------ INPUT RECORDS

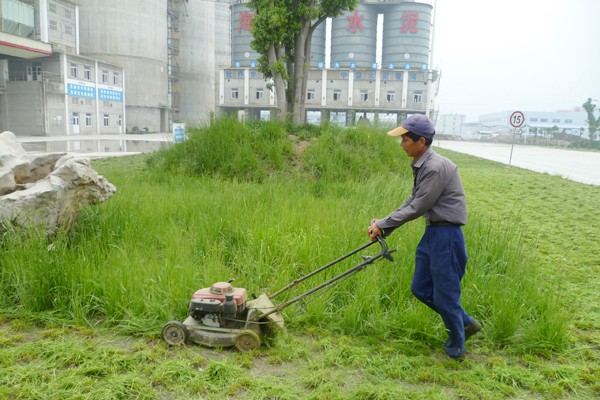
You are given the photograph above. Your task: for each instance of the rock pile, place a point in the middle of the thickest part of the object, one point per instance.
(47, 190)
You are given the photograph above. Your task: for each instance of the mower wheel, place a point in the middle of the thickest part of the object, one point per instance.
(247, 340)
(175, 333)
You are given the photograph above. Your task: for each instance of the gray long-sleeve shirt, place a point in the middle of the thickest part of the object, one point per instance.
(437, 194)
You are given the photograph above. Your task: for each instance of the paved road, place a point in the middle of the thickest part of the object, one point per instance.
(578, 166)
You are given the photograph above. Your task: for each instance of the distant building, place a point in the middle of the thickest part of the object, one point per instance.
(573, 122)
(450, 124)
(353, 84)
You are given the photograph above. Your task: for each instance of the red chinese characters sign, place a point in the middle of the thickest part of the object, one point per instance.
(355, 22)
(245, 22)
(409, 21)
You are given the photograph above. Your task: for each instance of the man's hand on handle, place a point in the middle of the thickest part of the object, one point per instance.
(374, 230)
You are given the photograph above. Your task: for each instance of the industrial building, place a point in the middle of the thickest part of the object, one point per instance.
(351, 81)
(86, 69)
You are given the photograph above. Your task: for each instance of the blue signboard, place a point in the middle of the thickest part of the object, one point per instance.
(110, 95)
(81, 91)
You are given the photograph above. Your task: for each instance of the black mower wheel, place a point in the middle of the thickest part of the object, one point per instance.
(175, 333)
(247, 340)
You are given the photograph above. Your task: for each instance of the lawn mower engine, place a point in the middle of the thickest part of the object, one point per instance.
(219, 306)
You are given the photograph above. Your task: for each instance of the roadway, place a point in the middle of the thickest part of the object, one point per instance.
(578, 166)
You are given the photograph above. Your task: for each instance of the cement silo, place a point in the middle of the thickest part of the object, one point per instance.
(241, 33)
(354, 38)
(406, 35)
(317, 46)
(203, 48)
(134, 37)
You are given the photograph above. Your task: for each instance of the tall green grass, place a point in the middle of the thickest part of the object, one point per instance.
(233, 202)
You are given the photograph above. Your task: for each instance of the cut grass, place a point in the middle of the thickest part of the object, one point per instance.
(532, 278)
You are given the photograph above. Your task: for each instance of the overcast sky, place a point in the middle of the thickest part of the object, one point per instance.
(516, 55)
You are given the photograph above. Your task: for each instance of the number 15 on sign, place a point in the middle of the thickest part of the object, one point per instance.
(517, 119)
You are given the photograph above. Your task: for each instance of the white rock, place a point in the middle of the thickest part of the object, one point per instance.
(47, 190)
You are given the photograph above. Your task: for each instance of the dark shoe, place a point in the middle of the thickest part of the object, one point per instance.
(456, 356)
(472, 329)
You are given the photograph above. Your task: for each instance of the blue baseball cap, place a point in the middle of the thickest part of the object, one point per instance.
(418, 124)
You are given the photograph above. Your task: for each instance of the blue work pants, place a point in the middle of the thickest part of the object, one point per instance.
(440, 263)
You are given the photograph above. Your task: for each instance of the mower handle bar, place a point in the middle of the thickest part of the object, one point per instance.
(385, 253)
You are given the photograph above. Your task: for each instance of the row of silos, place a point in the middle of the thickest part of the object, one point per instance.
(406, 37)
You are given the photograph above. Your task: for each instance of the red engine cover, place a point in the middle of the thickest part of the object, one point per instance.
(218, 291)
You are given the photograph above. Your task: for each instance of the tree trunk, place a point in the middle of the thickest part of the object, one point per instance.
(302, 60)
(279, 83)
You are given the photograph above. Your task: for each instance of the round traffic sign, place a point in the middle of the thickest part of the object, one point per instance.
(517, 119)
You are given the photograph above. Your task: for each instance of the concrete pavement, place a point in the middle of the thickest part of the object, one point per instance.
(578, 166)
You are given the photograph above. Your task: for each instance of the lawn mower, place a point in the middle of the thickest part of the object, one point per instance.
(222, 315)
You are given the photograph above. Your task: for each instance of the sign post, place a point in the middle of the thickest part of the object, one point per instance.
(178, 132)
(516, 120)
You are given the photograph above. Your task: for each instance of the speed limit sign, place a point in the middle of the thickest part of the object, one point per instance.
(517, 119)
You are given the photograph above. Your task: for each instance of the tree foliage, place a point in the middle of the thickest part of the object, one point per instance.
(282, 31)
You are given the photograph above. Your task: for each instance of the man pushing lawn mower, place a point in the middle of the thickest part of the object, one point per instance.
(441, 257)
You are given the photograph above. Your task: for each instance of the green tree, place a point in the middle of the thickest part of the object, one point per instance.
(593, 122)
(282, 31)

------------
------ INPUT RECORDS

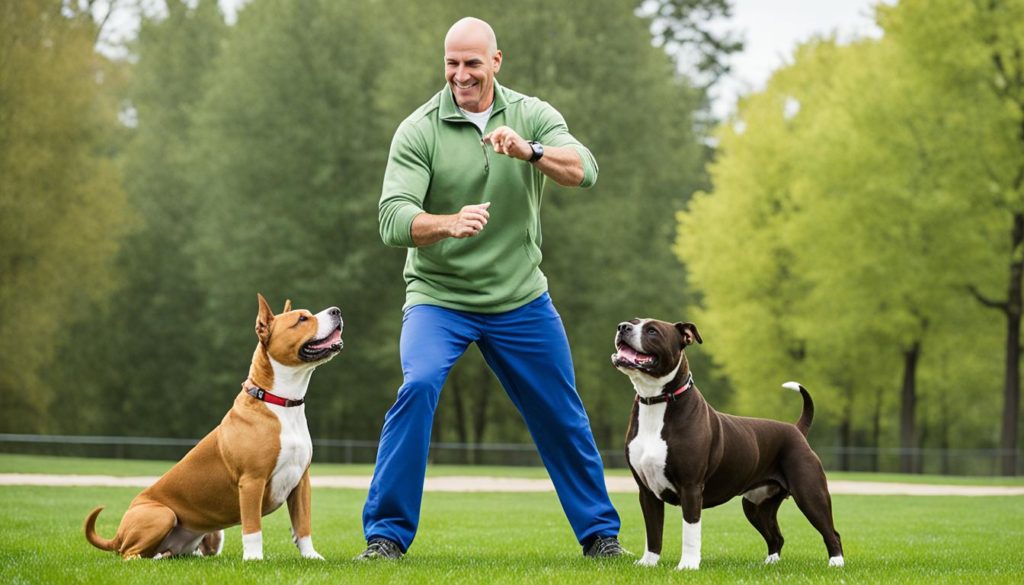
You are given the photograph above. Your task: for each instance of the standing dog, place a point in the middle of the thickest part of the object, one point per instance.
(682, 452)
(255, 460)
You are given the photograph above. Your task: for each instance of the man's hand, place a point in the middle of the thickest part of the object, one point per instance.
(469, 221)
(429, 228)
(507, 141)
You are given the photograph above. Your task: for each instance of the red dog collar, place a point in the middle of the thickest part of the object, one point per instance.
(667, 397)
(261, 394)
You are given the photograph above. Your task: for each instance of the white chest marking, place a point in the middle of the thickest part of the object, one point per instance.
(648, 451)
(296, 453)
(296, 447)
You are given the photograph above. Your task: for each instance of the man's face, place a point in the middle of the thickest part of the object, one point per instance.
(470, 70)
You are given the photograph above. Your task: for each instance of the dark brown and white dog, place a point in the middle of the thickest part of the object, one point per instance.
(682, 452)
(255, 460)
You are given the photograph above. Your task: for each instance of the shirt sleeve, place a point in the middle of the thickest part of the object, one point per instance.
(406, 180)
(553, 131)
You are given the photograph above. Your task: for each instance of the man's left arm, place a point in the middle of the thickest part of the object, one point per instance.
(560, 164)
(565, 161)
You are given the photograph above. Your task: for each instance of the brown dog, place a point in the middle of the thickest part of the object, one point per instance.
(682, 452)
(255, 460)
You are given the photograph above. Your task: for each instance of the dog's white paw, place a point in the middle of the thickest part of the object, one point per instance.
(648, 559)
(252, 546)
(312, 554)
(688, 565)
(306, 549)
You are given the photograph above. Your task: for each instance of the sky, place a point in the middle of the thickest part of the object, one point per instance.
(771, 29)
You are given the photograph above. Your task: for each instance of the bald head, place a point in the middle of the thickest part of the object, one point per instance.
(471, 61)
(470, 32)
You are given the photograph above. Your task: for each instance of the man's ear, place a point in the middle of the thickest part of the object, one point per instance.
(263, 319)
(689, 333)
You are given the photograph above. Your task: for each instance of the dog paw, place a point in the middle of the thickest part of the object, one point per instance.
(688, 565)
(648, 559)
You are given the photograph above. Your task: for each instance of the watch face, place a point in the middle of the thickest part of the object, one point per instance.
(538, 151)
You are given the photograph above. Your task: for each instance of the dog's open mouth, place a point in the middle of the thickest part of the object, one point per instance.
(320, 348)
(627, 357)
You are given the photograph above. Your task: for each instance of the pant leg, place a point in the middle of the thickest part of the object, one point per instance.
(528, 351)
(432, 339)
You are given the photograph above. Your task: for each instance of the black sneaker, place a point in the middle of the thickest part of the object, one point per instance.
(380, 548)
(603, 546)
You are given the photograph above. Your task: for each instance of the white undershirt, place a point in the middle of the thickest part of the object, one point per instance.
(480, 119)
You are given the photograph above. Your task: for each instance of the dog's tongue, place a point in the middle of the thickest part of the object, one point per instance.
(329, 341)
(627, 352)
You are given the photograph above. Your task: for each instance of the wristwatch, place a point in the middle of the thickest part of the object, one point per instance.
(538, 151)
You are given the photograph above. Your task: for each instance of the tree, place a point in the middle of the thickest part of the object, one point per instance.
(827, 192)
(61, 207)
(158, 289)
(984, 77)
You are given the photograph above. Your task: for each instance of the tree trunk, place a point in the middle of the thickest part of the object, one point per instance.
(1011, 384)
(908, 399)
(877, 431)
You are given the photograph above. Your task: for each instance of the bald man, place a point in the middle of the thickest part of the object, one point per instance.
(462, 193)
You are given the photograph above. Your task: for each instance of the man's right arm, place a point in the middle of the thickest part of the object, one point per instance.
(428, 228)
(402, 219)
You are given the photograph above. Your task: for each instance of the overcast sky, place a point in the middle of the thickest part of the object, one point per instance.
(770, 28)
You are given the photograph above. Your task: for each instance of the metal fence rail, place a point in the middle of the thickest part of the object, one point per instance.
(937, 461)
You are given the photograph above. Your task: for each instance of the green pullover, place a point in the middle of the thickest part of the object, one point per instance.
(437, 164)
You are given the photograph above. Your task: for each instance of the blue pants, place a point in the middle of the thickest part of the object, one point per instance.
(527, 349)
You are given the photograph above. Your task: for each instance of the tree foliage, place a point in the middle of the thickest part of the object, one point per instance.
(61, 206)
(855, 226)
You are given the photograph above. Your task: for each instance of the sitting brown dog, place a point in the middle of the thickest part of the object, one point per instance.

------------
------ INPUT RECORDS

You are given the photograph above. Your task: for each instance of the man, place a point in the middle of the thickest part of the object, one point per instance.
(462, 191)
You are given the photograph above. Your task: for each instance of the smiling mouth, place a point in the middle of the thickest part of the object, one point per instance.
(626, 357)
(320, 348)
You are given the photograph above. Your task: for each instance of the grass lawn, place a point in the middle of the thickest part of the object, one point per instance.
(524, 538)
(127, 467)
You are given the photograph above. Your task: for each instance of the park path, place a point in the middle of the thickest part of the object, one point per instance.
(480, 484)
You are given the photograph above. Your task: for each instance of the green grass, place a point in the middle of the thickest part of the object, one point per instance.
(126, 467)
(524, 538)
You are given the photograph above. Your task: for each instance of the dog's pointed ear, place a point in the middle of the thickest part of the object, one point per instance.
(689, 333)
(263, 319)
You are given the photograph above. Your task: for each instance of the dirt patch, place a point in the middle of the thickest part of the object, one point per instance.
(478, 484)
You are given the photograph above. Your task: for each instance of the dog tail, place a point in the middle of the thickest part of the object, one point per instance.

------------

WHAT IS NEEDED:
Give the part that opens with the line containing "the man's right" and closes with the line containing "of the sitting", both included, as a JSON list of strings with one string per line. Leave out any blank lines.

RIGHT ANSWER:
[
  "You are given the photograph above. Your task: for each instance of the man's right arm, place a point in the middle of the thickest part of the object, one point per instance.",
  "(428, 228)",
  "(402, 219)",
  "You are given the photograph above. Your task: for each instance of the overcast sky, place a point in the middle of the thickest part of the object, one point per instance.",
  "(770, 28)",
  "You are given the photograph above. Your task: for each instance of the metal fence rail, place a point in the middle of the thickest part of the object, one point per instance.",
  "(937, 461)",
  "You are given the photograph above. Your task: for each instance of the green pullover, place a point in the middle of the thickest part of the object, one point per instance.",
  "(437, 164)",
  "You are given the photograph above. Your task: for each instance of the blue pants, place a point in the middle of the thickest part of the object, one point per instance.",
  "(527, 349)",
  "You are given the photograph above. Your task: for each instance of the tree foliage, place a point in the middle of the thickest part of the object, one point per instance.",
  "(61, 206)",
  "(855, 226)",
  "You are given the photograph above. Your task: for each instance of the sitting brown dog, place a point in the middle of the thickest part of the object, one point per instance."
]